(Stored items from a collection)
.....
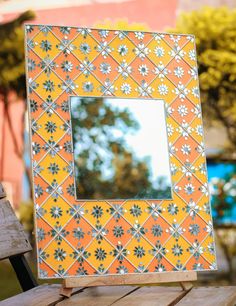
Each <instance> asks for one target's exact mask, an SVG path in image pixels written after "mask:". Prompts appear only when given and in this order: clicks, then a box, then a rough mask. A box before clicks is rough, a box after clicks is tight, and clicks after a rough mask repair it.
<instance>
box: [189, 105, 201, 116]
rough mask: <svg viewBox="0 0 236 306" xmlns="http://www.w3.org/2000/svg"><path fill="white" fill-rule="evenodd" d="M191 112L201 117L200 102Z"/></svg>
mask: <svg viewBox="0 0 236 306" xmlns="http://www.w3.org/2000/svg"><path fill="white" fill-rule="evenodd" d="M191 112H192V113H194V115H196V116H197V117H198V118H201V107H200V104H198V105H196V106H195V107H194V108H193V109H191Z"/></svg>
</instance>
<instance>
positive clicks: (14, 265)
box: [9, 254, 38, 291]
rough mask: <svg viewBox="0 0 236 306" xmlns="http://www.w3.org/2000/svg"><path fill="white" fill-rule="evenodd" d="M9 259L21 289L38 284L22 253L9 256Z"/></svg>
mask: <svg viewBox="0 0 236 306" xmlns="http://www.w3.org/2000/svg"><path fill="white" fill-rule="evenodd" d="M9 260H10V262H11V265H12V267H13V269H14V270H15V273H16V276H17V279H18V281H19V283H20V285H21V288H22V290H23V291H27V290H30V289H32V288H34V287H36V286H38V284H37V281H36V279H35V278H34V275H33V273H32V271H31V269H30V266H29V264H28V262H27V261H26V259H25V256H24V255H22V254H20V255H16V256H10V257H9Z"/></svg>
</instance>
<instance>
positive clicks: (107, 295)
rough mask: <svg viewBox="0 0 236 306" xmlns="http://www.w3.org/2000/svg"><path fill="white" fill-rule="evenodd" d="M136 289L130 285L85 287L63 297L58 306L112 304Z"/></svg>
mask: <svg viewBox="0 0 236 306" xmlns="http://www.w3.org/2000/svg"><path fill="white" fill-rule="evenodd" d="M136 289H138V287H131V286H115V287H92V288H91V287H90V288H85V289H83V290H82V291H81V292H79V293H78V294H75V295H73V296H71V297H70V298H69V299H64V300H63V301H62V302H60V303H58V304H57V305H59V306H65V305H66V306H76V305H78V306H86V305H87V306H106V305H112V304H113V303H114V302H115V301H117V300H119V299H121V298H122V297H124V296H125V295H127V294H129V293H130V292H133V291H134V290H136Z"/></svg>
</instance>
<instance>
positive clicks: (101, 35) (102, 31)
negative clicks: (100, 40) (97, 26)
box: [98, 30, 109, 38]
mask: <svg viewBox="0 0 236 306" xmlns="http://www.w3.org/2000/svg"><path fill="white" fill-rule="evenodd" d="M98 33H99V35H100V36H101V37H102V38H107V36H108V35H109V31H108V30H99V31H98Z"/></svg>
.....
## TASK TO CARRY OUT
With pictures removed, write out exactly each line of the entries from the first through the line that holds "box: [189, 105, 201, 116]".

## TASK SOLUTION
Each <instance> asks for one target's exact mask, an SVG path in image pixels written after "mask:". Prompts appear only when given and in this order: clicks, then a box, then a rough mask. A box before clicks is rough, a box after clicks is tight, and clicks after a rough mask repair it.
<instance>
box: [189, 105, 201, 116]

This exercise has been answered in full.